━━━━━ PROVIDED TEXT

A panoramic sixty-year chronicle of the German people from the middle of the Second World War to the present day, Out of the Darkness is penetrating, meticulously researched historical writing from the acclaimed author of Empire of Things.
In 1945, Germany lay in ruins, morally and materially. The German people stood condemned by history, responsible for a horrifying genocide and a war of extermination. But by 2015 Germany looked to many to be the moral voice of Europe, welcoming almost one million refugees. At the same time, it pursued a controversially rigid fiscal discipline and made energy deals with a dictator. Many people have asked how Germany descended into the darkness of the Nazis, but this book asks another vital question: how, and how far, have the Germans since reinvented themselves?
Trentmann tells the dramatic story of the Germans from the middle of the Second World War, through the Cold War and the division into East and West, to the fall of the Berlin Wall and the reunited nation's search for a place in the world. Their journey is marked by extraordinary moral struggles: guilt, shame and limited amends; wealth versus welfare; tolerance versus racism; compassion and complicity. Through a range of voices - German soldiers and German Jews; environmentalists and coal miners; families and churches; volunteers, migrants and populists - Trentmann paints a remarkable and surprising portrait over 80 years of the conflicted people at the centre of Europe.

━━━━━━━━━━
━━━━━ EXTRACTED RECORDS

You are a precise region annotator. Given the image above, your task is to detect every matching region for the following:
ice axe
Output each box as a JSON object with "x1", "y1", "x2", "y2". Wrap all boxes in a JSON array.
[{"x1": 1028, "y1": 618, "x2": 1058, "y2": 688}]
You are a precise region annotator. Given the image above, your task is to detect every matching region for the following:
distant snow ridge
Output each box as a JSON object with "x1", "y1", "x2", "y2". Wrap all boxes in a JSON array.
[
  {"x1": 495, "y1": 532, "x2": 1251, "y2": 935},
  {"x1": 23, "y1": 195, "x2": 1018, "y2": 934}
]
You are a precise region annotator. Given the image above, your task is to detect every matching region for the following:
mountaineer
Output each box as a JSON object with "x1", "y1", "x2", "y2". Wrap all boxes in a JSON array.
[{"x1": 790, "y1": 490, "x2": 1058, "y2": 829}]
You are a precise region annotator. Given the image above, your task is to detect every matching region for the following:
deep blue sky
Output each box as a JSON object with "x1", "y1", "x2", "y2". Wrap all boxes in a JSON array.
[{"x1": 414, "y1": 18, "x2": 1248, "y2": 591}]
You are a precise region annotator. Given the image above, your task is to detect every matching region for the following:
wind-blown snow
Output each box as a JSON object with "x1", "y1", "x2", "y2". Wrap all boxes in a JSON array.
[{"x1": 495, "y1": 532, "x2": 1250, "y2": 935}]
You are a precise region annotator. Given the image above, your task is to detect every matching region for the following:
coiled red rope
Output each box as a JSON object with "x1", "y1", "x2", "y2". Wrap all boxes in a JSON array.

━━━━━━━━━━

PROBLEM 1 —
According to the book description, why did Germany look to many to be the moral voice of Europe by 2015? Answer in one to three sentences.
PROBLEM 2 —
Answer these questions from the book description:
(a) For which earlier book is the author described as acclaimed?
(b) What two things was the German people responsible for, according to the description of 1945?
(c) Which event does the story reach after the Cold War and the division into East and West?
PROBLEM 3 —
Do these statements agree with the book description? Answer yes or no for each, quoting the words of the description that decide it.
(a) The central question of the book is how Germany descended into the darkness of the Nazis.
(b) In 1945 Germany lay in ruins only in a material sense.
(c) Environmentalists and coal miners are among the voices the book draws on.

CORRECT ANSWER 1 —
By 2015 Germany looked to many to be the moral voice of Europe because it welcomed almost one million refugees.

CORRECT ANSWER 2 —
(a) Empire of Things
(b) A horrifying genocide and a war of extermination
(c) The fall of the Berlin Wall

CORRECT ANSWER 3 —
(a) No: "Many people have asked how Germany descended into the darkness of the Nazis, but this book asks another vital question: how, and how far, have the Germans since reinvented themselves?"
(b) No: "Germany lay in ruins, morally and materially."
(c) Yes: "environmentalists and coal miners"